Tasks to perform:
- A) According to the nightclub interview, what solved the noise issue?
- B) Output the passage of the nightclub interview that begins at the words "While people of" and stops after "after its problems?".

Document text:
== Segment start ==

The things I enjoy most about the board is sharing experiences,
learning from each other, and making everyone feel that by
participating there will be a positive change.
Everything about the club stresses
your willingness to work with the crowd, the neighborhood,
the police. How did this help you when the club was facing
problems from the city?
The “willingness” you speak of allowed
me to buy time till I could finally solve two very difficult
problems: noise and drugs. 1015’s first eight years was in
a raw, industrial landscape while the last eight has seen
us completely surrounded by residential housing. The answer
to the noise issue was a five-inch concrete skin with steel
reinforcements to allow us to “bunker” down and boom the bass
inside. After we solved the noise problem the police decided
that clubs should no longer maintain a permissive drug atmosphere.
Compromises were drawn and adhered to in an effective way.
Do you think the backlash had
momentum in the general upswing in anti-nightlife policies
in the neighborhood, or the greater trend of such in big cities?
Was there any sense that Ten 15 was being made an example
of because of its largeness and international reputation?
I believe that the increasing level
of scrutiny under which we had to operate was directly proportional
to our neighborhood changing from industrial to residential.
Second, because there was a massive anti drug paranoia that
swept through SF in the late ’90s, we may have been “made
an example of” because we were a large club that had a kind
of music the police felt encouraged drug use. But the underlying
story was my inability to communicate with the police; being
unable to make them trust me. Had it not been for my security
manager, who knew what they wanted and how to communicate
with them, I might have always been guilty of something, no
matter what I did.
While people of course champion
the improvements and neighbors are thrilled about the soundproofing,
people still have issues with security. Knowing this is something
you have to take very seriously, how do you put people’s minds
at ease about security, and more generally, how have you brought
people back to feeling comfortable in the club after its problems?
My GM Clay [Wilson] took it upon himself
to “soften” the image of the club at the front door by personally
greeting everyone on Friday and Saturday nights, dramatically
changing the vibe to one that is friendly and relaxed. Before
we open every night our security manager has a “service industry”
training meeting with his staff. And for my part, I constantly
respond to1015’s message board to make it clear how much the
owner cares about his customers good will and his employee’s
actions.

== Segment end ==

Region pointing data
== Segment start ==

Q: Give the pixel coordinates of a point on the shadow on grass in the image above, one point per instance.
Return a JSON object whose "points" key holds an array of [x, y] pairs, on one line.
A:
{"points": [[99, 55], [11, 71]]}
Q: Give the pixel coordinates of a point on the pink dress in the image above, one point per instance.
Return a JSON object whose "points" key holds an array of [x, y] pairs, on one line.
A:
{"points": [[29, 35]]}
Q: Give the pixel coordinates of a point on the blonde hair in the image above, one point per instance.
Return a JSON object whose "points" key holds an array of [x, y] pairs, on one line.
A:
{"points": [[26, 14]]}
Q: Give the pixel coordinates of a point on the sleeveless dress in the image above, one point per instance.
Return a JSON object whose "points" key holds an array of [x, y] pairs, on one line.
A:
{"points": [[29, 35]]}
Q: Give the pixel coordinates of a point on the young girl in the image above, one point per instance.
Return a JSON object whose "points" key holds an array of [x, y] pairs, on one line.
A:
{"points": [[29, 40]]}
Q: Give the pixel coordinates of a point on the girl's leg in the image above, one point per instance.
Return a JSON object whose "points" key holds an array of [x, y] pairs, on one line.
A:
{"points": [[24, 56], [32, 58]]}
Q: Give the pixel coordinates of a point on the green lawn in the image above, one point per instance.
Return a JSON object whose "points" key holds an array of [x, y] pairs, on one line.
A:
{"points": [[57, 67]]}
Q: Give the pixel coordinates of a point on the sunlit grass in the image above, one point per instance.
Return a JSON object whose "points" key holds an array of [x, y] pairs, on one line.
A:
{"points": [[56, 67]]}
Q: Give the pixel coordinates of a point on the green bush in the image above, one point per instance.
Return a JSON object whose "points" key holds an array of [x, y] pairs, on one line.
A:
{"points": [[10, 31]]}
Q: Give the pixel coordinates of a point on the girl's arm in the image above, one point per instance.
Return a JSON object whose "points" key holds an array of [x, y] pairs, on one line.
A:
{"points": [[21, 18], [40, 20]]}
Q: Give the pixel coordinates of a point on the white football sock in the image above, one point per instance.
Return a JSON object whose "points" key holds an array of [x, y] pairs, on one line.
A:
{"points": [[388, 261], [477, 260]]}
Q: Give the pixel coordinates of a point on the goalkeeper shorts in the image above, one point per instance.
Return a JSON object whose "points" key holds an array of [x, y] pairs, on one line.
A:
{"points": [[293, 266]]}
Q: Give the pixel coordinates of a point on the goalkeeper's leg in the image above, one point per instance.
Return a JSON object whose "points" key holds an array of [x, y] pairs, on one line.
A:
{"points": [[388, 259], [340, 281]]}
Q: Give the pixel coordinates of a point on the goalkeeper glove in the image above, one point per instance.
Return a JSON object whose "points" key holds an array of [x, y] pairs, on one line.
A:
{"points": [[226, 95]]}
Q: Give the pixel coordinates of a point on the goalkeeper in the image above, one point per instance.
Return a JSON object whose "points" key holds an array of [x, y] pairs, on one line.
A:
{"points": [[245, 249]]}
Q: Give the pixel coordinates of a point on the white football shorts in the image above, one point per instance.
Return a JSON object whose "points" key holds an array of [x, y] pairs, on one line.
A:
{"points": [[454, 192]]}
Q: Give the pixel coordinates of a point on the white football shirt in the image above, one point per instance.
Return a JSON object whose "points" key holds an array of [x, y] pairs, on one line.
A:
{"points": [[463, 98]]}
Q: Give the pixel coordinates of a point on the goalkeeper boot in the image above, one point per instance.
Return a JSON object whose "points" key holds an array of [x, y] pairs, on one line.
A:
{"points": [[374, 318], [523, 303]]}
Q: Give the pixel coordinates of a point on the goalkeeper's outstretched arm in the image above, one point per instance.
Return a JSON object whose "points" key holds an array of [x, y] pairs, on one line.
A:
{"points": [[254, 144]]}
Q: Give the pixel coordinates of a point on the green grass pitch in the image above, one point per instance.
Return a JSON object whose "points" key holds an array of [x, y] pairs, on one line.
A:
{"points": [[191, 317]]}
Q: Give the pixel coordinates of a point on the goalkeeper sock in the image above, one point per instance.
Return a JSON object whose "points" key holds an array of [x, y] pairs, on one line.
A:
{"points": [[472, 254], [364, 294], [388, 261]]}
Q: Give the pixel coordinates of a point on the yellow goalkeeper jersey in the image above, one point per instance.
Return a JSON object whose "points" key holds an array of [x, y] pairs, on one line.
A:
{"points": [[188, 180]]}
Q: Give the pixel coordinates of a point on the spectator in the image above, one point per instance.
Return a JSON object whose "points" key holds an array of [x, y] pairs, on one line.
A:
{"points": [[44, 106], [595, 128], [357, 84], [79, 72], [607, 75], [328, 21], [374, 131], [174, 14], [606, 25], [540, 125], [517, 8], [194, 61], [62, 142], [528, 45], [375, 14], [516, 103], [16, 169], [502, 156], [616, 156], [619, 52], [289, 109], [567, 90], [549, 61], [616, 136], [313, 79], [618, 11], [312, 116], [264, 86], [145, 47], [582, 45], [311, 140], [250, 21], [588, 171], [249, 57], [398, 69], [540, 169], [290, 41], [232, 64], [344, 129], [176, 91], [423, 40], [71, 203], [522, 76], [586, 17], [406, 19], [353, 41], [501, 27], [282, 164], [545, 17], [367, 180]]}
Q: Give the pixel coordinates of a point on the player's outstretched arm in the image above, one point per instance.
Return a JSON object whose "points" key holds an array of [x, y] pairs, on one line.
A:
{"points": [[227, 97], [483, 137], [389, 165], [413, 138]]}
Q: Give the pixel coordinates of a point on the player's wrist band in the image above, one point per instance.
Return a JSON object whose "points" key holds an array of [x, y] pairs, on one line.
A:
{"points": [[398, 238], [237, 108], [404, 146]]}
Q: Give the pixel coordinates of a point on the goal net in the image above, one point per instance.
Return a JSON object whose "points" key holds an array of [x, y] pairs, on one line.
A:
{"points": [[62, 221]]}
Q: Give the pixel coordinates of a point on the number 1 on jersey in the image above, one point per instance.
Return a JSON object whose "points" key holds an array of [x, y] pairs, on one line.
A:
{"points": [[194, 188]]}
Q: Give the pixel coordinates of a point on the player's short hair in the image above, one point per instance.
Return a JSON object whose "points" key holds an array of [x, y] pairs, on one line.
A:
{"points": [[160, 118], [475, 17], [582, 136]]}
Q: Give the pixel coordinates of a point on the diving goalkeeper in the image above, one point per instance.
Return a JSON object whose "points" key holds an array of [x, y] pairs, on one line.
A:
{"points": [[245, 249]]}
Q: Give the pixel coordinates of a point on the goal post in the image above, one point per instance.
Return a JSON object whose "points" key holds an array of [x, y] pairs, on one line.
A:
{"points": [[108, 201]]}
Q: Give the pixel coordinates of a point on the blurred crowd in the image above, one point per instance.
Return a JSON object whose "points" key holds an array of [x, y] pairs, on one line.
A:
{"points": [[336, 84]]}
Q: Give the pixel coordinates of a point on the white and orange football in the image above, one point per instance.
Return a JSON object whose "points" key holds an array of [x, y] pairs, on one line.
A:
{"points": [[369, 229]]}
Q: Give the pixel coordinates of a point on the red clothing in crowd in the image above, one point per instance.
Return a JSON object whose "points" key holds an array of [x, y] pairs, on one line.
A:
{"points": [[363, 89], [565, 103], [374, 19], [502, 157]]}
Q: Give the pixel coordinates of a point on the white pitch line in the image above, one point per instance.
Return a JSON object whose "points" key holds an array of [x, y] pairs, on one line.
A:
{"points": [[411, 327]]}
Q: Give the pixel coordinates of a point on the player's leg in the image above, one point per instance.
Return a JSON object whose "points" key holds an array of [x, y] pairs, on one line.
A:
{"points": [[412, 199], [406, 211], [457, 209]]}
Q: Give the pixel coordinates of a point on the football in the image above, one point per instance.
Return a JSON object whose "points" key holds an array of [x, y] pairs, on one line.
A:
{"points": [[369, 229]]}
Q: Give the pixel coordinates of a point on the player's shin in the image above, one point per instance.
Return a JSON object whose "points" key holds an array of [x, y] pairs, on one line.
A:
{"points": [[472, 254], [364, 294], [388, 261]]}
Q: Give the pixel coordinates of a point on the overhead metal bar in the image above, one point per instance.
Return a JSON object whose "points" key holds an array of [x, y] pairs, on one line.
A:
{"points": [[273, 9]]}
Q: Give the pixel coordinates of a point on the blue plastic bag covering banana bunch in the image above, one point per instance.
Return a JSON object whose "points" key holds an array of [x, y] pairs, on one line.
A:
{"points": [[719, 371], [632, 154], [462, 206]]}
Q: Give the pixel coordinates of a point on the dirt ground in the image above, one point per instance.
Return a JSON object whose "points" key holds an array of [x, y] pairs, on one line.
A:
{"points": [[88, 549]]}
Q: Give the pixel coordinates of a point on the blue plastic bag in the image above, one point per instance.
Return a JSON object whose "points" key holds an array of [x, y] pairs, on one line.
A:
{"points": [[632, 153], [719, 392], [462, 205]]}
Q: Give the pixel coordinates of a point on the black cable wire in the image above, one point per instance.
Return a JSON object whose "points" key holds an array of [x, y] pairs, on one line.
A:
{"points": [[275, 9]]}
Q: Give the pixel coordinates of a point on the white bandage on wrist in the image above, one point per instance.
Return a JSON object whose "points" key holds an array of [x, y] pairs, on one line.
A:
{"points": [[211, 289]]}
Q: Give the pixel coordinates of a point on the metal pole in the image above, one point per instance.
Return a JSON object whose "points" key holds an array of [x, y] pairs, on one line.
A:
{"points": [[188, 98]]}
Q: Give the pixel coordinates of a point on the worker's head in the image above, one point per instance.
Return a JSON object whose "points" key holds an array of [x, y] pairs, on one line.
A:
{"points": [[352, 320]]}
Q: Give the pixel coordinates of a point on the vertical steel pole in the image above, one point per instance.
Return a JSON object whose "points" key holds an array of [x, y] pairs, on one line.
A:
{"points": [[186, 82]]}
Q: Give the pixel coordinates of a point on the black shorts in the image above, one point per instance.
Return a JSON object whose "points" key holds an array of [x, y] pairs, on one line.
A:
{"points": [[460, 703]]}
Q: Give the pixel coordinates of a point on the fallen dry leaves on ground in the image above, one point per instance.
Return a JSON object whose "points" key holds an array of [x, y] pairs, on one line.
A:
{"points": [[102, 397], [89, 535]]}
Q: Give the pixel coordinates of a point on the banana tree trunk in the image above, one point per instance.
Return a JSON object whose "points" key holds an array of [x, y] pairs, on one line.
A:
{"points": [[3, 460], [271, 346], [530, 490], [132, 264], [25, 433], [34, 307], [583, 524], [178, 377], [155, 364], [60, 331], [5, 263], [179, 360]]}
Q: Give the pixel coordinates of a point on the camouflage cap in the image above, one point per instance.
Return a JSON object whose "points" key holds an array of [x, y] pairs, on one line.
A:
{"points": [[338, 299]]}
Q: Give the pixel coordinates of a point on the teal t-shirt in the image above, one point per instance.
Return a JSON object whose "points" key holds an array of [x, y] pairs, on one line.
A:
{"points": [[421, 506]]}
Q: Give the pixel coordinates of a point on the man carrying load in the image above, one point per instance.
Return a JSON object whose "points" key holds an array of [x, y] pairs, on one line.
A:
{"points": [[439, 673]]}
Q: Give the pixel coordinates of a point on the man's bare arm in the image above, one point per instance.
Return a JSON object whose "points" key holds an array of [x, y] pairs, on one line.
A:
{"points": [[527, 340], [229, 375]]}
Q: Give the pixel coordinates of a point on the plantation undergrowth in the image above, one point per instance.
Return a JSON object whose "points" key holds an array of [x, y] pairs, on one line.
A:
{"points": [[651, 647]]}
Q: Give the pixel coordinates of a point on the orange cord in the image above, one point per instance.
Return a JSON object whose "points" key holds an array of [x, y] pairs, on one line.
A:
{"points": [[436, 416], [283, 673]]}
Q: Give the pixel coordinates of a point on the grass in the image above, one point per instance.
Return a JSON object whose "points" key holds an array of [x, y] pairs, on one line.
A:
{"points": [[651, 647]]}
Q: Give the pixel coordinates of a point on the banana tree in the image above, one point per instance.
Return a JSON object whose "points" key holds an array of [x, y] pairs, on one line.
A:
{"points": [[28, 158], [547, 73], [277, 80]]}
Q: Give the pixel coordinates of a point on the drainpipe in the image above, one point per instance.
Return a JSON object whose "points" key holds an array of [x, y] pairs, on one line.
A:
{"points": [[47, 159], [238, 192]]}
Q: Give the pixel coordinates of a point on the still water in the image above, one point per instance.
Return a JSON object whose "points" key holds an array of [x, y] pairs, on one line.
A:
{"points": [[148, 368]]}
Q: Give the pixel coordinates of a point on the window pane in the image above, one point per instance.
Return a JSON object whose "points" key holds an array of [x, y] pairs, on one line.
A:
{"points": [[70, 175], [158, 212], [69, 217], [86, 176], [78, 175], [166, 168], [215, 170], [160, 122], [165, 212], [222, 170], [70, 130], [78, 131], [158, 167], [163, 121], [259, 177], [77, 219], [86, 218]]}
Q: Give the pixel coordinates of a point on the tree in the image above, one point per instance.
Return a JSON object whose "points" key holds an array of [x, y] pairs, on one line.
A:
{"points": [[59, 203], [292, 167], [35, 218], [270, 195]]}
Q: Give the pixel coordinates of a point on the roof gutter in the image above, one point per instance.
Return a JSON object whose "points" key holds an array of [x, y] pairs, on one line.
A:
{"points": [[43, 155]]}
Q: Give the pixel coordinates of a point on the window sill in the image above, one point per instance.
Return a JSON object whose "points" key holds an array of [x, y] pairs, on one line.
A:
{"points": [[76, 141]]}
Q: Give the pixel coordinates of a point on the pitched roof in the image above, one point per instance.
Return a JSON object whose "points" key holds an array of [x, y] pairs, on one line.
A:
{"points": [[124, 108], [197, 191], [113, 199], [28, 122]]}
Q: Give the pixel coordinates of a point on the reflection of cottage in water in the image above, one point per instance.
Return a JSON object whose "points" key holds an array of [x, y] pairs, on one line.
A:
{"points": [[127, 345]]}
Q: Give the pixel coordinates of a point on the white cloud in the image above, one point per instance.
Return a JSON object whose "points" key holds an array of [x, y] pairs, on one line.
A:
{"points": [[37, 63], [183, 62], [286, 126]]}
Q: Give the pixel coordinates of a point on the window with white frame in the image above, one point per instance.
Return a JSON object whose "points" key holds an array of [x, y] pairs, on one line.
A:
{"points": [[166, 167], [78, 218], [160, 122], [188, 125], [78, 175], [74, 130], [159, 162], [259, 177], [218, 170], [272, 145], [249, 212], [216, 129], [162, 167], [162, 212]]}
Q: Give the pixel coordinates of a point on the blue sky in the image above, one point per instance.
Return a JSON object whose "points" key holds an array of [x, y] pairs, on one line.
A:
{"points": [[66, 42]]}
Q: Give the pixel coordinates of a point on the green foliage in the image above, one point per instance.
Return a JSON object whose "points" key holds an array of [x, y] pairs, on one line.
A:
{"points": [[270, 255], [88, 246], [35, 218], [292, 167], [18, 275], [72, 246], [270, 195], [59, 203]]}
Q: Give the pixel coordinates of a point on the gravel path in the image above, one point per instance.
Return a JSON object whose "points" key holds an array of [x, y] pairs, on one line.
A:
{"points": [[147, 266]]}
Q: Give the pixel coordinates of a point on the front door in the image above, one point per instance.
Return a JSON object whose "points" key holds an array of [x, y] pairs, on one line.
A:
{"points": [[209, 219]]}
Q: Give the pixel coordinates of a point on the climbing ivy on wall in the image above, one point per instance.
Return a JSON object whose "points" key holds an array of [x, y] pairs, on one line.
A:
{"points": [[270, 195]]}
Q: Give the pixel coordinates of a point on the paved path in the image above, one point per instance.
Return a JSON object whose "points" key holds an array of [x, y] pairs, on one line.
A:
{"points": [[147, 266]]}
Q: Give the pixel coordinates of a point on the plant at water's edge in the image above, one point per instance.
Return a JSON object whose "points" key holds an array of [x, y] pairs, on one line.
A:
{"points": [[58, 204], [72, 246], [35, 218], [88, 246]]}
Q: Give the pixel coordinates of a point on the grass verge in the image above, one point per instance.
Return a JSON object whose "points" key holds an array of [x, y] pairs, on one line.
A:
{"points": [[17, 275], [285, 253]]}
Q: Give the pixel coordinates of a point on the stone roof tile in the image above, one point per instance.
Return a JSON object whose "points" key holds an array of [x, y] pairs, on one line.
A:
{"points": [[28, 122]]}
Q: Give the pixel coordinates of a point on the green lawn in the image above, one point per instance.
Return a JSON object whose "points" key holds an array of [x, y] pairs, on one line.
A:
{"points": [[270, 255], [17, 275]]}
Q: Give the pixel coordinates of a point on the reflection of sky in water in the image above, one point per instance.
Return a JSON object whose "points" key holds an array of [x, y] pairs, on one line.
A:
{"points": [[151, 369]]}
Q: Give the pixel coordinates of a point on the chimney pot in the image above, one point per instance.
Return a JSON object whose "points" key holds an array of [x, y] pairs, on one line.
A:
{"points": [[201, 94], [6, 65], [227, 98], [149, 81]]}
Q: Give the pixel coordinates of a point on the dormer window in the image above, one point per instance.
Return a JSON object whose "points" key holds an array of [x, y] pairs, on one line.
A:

== Segment end ==

Responses in order:
- A) A five-inch concrete skin with steel reinforcements.

- B)
While people of course champion
the improvements and neighbors are thrilled about the soundproofing,
people still have issues with security. Knowing this is something
you have to take very seriously, how do you put people’s minds
at ease about security, and more generally, how have you brought
people back to feeling comfortable in the club after its problems?